* **Goal**
Rewrite the records as a JSON list of strings, one string per line, from the beginning of the records through the line containing "xmin=24 ymin=166 xmax=105 ymax=190", and omit blank lines. Leave the pictures out of the answer.

--------

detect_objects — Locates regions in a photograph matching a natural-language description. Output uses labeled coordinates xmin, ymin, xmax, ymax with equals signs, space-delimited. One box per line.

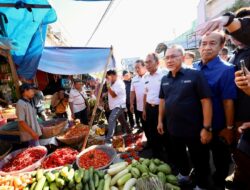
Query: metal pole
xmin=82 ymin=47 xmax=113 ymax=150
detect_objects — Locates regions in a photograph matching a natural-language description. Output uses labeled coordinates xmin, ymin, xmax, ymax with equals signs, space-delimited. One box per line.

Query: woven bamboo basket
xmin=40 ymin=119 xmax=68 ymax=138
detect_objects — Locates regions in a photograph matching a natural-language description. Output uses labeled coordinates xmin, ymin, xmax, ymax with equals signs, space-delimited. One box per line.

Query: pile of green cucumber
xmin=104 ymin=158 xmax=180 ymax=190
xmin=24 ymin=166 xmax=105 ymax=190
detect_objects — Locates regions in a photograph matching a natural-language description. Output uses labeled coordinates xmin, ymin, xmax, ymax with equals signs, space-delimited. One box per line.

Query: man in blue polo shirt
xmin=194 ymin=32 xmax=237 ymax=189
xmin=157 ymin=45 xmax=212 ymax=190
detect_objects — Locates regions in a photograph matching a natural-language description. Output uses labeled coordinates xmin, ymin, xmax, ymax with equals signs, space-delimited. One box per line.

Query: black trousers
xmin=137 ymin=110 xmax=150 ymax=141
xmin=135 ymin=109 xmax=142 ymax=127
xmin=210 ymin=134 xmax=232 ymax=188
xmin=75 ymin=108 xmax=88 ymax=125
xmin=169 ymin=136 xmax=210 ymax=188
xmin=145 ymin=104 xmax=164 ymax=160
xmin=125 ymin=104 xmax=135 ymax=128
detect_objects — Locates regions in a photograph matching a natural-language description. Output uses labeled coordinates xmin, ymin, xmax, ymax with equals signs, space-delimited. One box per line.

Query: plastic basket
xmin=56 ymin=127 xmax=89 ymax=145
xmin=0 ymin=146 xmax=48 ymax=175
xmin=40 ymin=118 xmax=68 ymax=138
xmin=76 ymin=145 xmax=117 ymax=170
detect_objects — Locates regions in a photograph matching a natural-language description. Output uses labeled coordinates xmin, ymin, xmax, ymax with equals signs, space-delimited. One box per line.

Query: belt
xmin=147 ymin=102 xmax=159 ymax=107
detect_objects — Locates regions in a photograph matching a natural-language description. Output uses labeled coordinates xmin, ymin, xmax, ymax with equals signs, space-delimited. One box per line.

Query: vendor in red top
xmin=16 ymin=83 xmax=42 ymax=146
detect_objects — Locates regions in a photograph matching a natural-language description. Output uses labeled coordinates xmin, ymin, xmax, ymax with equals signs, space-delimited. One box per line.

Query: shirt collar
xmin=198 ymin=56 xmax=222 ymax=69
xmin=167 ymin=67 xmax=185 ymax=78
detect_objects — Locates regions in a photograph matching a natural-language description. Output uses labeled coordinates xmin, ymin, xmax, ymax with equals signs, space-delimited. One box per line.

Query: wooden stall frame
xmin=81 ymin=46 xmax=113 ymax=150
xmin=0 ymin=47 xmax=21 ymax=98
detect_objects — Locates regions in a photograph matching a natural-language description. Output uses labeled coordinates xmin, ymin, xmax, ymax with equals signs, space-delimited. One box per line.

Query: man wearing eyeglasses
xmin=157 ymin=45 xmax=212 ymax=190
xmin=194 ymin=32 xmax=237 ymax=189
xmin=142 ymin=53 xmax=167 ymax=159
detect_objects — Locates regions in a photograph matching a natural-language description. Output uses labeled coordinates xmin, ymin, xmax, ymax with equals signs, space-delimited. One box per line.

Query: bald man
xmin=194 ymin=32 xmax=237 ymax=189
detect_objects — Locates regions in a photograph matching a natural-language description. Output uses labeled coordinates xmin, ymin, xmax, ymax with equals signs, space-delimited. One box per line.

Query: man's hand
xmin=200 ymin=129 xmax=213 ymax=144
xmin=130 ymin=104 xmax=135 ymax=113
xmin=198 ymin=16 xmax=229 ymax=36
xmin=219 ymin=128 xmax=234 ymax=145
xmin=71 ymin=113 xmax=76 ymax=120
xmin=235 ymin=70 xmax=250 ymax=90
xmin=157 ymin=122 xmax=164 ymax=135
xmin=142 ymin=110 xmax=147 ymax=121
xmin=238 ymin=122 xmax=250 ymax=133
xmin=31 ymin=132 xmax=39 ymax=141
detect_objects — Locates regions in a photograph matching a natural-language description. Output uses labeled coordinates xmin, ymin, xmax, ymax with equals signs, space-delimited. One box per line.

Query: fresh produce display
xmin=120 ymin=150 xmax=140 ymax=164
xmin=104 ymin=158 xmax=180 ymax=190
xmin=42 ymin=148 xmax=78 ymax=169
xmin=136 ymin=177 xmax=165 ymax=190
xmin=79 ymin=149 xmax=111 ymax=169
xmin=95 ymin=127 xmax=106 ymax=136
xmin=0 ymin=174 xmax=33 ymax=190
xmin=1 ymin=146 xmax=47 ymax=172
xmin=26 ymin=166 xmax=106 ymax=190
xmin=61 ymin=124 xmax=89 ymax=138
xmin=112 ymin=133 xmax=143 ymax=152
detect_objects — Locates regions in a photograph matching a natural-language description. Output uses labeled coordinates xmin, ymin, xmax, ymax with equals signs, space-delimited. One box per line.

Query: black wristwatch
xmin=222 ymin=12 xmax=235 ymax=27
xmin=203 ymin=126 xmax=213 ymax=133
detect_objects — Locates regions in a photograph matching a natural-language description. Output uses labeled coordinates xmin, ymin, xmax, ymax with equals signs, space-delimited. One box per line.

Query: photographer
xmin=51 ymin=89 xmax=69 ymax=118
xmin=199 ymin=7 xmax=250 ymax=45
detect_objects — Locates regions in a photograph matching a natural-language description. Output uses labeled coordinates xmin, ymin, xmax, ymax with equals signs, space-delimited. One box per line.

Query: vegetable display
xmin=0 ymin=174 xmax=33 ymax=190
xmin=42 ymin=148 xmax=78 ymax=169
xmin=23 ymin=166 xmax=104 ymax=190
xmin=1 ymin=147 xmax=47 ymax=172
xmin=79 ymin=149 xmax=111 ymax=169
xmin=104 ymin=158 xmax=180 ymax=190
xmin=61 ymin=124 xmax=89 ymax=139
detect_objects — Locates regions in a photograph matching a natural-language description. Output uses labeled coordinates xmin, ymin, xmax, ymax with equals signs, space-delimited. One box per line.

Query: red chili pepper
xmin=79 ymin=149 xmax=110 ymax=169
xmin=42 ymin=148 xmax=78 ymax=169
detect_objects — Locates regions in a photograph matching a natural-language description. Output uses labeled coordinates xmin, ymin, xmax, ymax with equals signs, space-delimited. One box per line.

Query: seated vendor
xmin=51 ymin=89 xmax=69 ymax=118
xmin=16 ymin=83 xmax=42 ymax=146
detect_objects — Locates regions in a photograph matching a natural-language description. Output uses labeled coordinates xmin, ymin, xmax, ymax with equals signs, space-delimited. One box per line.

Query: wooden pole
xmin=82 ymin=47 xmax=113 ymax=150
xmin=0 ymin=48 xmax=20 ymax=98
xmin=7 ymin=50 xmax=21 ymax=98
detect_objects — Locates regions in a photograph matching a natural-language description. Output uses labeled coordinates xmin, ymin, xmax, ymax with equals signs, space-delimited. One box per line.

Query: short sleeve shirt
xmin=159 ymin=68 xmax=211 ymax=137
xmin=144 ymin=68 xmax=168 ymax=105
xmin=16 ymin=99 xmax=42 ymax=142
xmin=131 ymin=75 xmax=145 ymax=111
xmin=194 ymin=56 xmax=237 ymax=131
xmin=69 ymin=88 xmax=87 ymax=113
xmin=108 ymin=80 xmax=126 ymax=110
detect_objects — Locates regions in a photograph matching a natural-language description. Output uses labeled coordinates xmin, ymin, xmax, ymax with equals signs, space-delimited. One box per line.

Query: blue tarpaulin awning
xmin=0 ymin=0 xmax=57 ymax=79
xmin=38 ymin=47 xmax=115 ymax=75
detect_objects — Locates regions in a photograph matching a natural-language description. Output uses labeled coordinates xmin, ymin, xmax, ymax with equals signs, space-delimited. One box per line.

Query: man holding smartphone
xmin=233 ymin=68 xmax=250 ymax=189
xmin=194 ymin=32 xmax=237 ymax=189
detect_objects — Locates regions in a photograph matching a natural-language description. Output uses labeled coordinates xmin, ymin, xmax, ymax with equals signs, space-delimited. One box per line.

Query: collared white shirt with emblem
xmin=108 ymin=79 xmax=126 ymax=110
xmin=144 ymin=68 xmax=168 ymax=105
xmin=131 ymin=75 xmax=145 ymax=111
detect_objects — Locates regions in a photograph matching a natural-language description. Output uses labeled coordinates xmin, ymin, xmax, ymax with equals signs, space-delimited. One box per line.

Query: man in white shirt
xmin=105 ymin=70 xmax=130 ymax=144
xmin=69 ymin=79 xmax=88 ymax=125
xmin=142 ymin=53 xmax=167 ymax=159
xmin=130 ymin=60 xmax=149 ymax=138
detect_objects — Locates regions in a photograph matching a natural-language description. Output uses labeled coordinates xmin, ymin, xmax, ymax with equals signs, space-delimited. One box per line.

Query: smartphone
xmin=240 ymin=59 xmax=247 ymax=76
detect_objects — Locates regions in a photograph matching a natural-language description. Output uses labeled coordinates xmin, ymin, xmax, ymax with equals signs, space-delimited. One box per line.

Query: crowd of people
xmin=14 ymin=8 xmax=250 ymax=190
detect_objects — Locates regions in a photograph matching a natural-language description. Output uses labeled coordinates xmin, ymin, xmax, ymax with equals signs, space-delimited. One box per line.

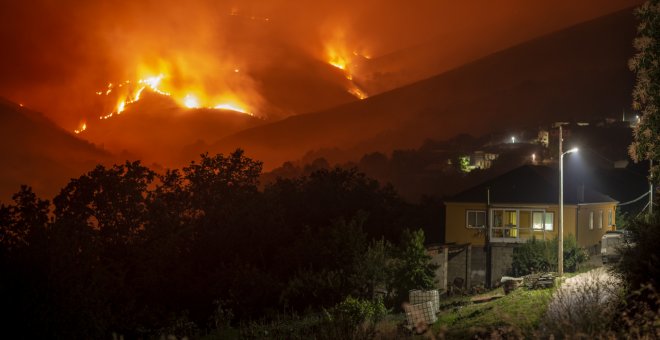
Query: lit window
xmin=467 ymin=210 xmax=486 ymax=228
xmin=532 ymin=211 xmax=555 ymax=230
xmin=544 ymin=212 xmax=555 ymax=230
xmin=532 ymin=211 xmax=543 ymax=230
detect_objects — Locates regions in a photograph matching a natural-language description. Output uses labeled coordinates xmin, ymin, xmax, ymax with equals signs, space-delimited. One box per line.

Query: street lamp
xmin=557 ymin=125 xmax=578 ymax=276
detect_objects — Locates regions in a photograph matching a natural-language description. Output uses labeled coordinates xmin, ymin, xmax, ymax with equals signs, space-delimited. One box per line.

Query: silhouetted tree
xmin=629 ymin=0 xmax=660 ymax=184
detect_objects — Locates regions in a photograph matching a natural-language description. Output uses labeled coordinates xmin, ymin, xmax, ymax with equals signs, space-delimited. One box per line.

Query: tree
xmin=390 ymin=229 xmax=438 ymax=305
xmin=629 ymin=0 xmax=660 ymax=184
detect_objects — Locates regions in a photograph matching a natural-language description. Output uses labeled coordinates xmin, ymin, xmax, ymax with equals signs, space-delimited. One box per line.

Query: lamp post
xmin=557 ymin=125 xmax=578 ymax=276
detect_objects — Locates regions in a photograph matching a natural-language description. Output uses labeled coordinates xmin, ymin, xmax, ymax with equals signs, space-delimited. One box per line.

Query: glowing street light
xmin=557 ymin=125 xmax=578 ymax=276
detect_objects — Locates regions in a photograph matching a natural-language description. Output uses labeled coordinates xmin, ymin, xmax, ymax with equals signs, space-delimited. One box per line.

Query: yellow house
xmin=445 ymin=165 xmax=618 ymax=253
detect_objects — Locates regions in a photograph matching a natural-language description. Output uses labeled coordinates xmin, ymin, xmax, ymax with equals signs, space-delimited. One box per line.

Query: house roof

--------

* **Written solution**
[
  "detect_objects — Locates regions in a photograph matching a natural-language description. Output uses labeled coordinates xmin, ymin, xmax, ymax with equals signs, space-delimited. One box per line.",
  "Query: metal pole",
  "xmin=82 ymin=47 xmax=113 ymax=150",
  "detect_objects — Locates regions in a photograph matching a natural-language description. Output uses labeled coordinates xmin, ymin, xmax, ymax with equals signs, space-delimited. One box per line.",
  "Query: woven bamboo basket",
  "xmin=40 ymin=119 xmax=68 ymax=138",
  "detect_objects — Locates regions in a photograph matching a natural-language description. Output uses labeled coordinates xmin, ymin, xmax, ymax with equals signs, space-delimited. One box per line.",
  "Query: pile of green cucumber",
  "xmin=104 ymin=158 xmax=180 ymax=190",
  "xmin=24 ymin=166 xmax=105 ymax=190"
]